▶ Passage:
Then again, this is still Scum’s Wish we’re talking about, a show characterised by an all too human unpredictability even when its characters are as obstinate as your textbook infectious disease. With all the pieces are on the board the anime’s all ready to kick the downward spiral into overdrive, even though some of its teething troubles still need to be sorted out. Because this groups four manga chapters’ worth of individual, alternating scenes into three vignettes, for instance, the pacing is stilted and somewhat artificial, which could possibly explain why the first fifteen or so minutes – collecting all of Moca’s antics into a single gauntlet run of overdone tropes and headaches – feel like they’re from a different show altogether. Darkening the mood into something more appropriate for some of the highly questionable crap going on is one thing Scum’s Wish will need to fix, but if it truly wishes to live up to its potential, it really can’t go on ousting its source material’s more cerebral musings in favour of only the clichés they’re meant to counteract. It’d be a shame to see so much good go to waste in the care of a well-intentioned, yet ultimately somewhat flawed presentation. Granted, Scum’s Wish could get by on the strengths of its tragic source material alone if it really wanted to, but honestly, if it didn’t at least try to be anything more, that would be the biggest tragedy of all.

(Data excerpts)

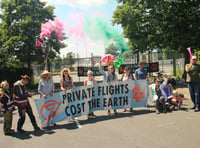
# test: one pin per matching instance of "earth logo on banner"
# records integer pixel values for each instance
(49, 109)
(138, 93)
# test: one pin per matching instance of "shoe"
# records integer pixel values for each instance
(172, 107)
(157, 111)
(36, 128)
(93, 116)
(109, 113)
(197, 110)
(20, 130)
(165, 111)
(9, 133)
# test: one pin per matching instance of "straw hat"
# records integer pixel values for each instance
(65, 69)
(45, 72)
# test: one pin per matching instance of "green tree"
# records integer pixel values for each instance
(20, 25)
(112, 49)
(151, 24)
(70, 58)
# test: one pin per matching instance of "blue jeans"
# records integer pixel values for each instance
(194, 88)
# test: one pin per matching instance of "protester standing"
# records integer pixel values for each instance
(127, 76)
(141, 73)
(109, 76)
(160, 102)
(22, 102)
(7, 107)
(66, 81)
(46, 85)
(193, 79)
(90, 81)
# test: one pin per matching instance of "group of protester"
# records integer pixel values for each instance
(162, 92)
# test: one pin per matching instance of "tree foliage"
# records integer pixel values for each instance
(20, 25)
(150, 24)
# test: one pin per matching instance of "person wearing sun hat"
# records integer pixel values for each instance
(7, 107)
(46, 85)
(66, 81)
(193, 79)
(21, 101)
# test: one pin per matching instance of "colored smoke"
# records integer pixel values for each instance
(98, 28)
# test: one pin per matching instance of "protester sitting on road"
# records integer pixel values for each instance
(90, 81)
(7, 107)
(109, 76)
(66, 81)
(126, 77)
(177, 100)
(21, 100)
(160, 102)
(46, 85)
(152, 87)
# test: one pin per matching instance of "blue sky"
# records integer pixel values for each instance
(85, 46)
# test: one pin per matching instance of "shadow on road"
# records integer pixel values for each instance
(118, 115)
(72, 125)
(27, 135)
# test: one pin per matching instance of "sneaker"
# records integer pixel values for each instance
(109, 113)
(124, 110)
(157, 111)
(11, 130)
(93, 116)
(20, 130)
(9, 133)
(36, 128)
(165, 110)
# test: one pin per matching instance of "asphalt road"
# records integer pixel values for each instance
(141, 128)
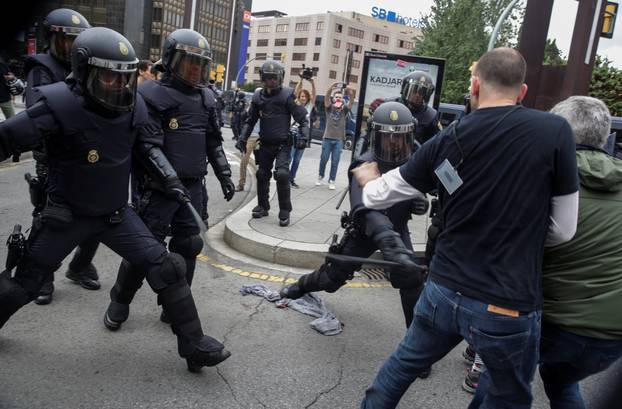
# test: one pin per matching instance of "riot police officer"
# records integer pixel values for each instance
(366, 230)
(91, 126)
(276, 105)
(61, 28)
(185, 108)
(238, 107)
(417, 89)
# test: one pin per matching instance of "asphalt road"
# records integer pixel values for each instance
(61, 356)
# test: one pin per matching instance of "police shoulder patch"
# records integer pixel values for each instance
(93, 156)
(173, 124)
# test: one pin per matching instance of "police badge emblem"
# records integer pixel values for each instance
(93, 156)
(123, 48)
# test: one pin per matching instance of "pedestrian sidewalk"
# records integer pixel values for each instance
(313, 220)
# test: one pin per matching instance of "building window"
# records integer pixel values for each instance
(302, 26)
(155, 40)
(300, 41)
(381, 39)
(354, 47)
(299, 56)
(354, 32)
(405, 44)
(157, 14)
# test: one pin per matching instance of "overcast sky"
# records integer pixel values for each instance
(562, 21)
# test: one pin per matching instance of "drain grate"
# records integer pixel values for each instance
(373, 274)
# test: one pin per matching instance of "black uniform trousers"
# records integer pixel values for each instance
(279, 156)
(236, 125)
(363, 246)
(49, 243)
(163, 216)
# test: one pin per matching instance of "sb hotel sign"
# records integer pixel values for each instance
(394, 17)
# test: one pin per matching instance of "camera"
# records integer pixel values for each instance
(307, 72)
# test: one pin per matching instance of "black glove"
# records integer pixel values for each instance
(241, 145)
(174, 189)
(228, 187)
(419, 206)
(301, 142)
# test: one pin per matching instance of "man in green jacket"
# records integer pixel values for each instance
(582, 278)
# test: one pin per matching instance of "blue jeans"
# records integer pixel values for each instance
(296, 156)
(332, 148)
(566, 359)
(443, 317)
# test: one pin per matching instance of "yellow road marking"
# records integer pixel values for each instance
(278, 279)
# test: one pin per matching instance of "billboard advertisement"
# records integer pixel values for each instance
(382, 78)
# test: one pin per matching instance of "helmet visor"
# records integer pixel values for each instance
(418, 93)
(191, 68)
(392, 144)
(113, 89)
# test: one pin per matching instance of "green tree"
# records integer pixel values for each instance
(459, 31)
(606, 85)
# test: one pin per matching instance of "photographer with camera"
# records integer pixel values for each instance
(306, 100)
(335, 131)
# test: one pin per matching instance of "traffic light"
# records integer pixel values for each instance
(609, 20)
(220, 71)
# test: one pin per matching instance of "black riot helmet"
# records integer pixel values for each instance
(62, 26)
(186, 55)
(417, 88)
(269, 72)
(392, 134)
(104, 64)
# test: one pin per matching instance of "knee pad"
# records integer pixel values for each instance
(171, 270)
(187, 247)
(263, 174)
(281, 175)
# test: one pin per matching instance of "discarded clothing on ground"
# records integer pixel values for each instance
(310, 304)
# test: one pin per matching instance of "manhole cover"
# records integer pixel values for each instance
(373, 274)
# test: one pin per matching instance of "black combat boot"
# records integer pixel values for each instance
(87, 278)
(283, 218)
(116, 314)
(259, 212)
(44, 296)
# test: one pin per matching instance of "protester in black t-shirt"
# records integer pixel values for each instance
(508, 186)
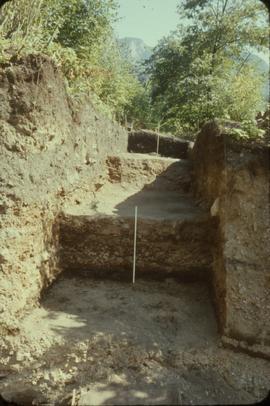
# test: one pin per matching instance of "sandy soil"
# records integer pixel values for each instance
(111, 343)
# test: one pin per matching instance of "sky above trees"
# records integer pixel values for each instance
(149, 20)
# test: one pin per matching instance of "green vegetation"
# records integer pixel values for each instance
(202, 70)
(199, 72)
(78, 36)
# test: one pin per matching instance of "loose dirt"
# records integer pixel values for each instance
(115, 343)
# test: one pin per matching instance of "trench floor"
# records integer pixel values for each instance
(121, 199)
(111, 343)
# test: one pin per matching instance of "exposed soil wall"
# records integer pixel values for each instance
(232, 179)
(52, 151)
(105, 244)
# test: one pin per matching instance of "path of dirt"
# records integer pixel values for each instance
(155, 343)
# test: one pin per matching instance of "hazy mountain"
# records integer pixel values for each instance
(134, 49)
(262, 67)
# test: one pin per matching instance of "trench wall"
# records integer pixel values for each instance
(232, 179)
(52, 151)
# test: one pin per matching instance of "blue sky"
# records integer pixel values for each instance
(149, 20)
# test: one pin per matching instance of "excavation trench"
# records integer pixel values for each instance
(98, 339)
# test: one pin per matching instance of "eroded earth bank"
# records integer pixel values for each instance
(195, 327)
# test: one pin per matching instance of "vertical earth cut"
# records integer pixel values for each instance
(232, 179)
(52, 151)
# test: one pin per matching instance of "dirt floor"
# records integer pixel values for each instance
(108, 342)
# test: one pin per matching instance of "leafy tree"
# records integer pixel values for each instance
(201, 71)
(78, 36)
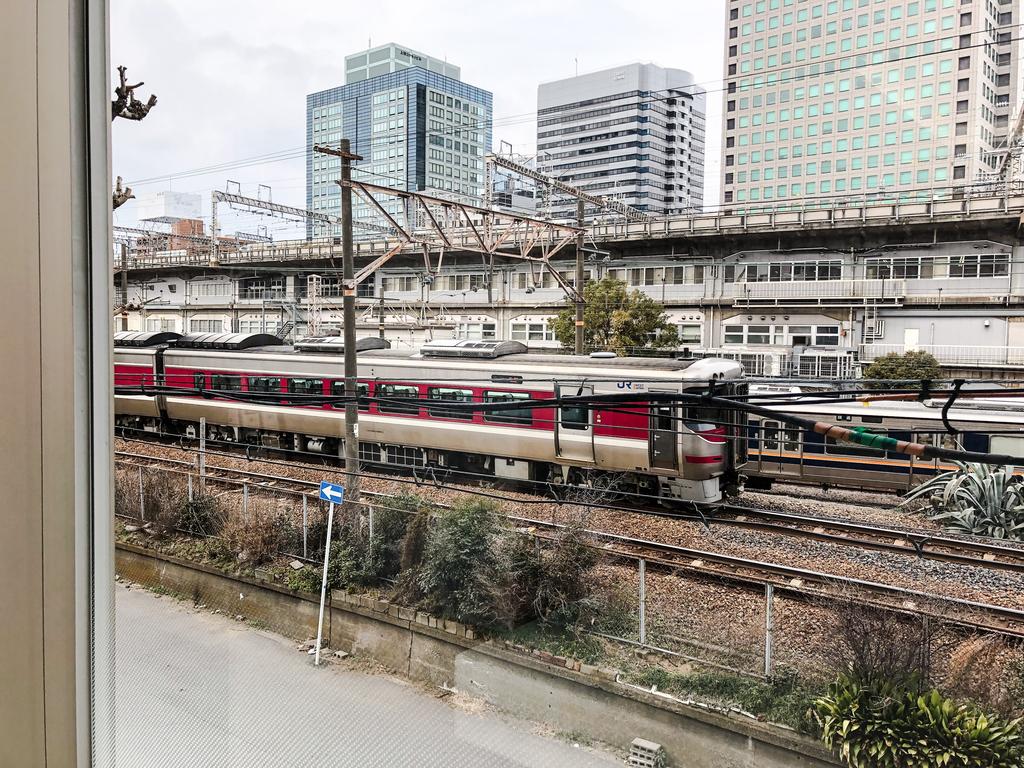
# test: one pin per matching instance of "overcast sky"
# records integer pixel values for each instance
(231, 76)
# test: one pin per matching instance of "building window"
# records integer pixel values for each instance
(690, 333)
(161, 324)
(537, 331)
(979, 265)
(446, 394)
(207, 326)
(910, 267)
(475, 331)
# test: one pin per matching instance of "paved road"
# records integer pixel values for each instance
(200, 689)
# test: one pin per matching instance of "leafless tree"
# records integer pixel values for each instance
(125, 104)
(121, 195)
(127, 107)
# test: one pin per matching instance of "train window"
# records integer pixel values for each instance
(943, 439)
(520, 416)
(574, 417)
(848, 449)
(225, 383)
(361, 391)
(445, 394)
(397, 392)
(264, 384)
(306, 387)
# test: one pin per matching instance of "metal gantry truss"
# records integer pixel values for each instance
(492, 161)
(258, 204)
(431, 224)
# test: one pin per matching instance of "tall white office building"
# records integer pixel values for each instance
(635, 133)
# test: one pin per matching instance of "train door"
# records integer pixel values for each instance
(664, 437)
(574, 425)
(779, 448)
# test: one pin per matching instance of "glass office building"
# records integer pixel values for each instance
(416, 127)
(845, 98)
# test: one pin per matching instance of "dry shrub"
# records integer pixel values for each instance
(879, 643)
(165, 497)
(257, 534)
(126, 493)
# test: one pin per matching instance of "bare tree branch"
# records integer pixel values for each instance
(121, 195)
(125, 104)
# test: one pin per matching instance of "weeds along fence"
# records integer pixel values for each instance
(678, 615)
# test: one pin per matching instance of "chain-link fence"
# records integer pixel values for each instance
(647, 613)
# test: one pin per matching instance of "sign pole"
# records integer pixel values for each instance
(327, 557)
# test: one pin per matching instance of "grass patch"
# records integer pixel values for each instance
(552, 639)
(784, 698)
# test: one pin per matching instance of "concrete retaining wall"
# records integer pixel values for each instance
(428, 649)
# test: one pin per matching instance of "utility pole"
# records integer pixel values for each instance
(348, 317)
(124, 287)
(579, 282)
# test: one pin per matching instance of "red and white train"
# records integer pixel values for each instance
(409, 420)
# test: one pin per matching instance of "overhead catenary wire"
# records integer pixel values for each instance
(858, 435)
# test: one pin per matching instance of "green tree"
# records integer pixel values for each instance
(616, 320)
(910, 366)
(878, 723)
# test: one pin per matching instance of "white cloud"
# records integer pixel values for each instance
(231, 76)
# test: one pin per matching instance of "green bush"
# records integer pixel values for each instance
(456, 576)
(881, 724)
(908, 367)
(975, 499)
(306, 579)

▶ Questions to answer:
1 > Answer from the Scum's Wish review:
(a) How many manga chapters' worth of scenes does the anime group into three vignettes?
(b) What do the first fifteen or so minutes feel like, according to the review?
(c) What would be the biggest tragedy of all?
2 > Carry on the Scum's Wish review, starting after its final sentence.

▶ Response list:
1 >
(a) Four.
(b) Like they're from a different show altogether.
(c) If Scum's Wish didn't at least try to be anything more than its tragic source material.

2 >
- This episode of Scum’s Wish was brought to you by Mineno Water.
- Just in case this anime didn’t feel like enough of a soap opera already, the first episode of a live-action adaptation of Scum’s Wish aired just a couple of days ago. Unfortunately, a lack of subs will make a side-by-side comparison a bit tough to do, but at least I’m happy to mention that judging from the end credits, the drama made the very wise decision of axing Moca entirely. Or maybe they just didn’t find an actress willing to dishonour herself by taking on the part.
- A fun little detail that probably tells us more about the characters than we’d want to know, the song Hanabi and Mugi sing during karaoke is “Seikun Kyousoukyoku” by the very unfortunately named Sambomaster, better known as the fifth Naruto opening.
- Clingy, masochistic, ridiculously thirsty and obsessed with acting like a Key character let out of her cage? I can’t help but think Moca is simply the anime fandom personified.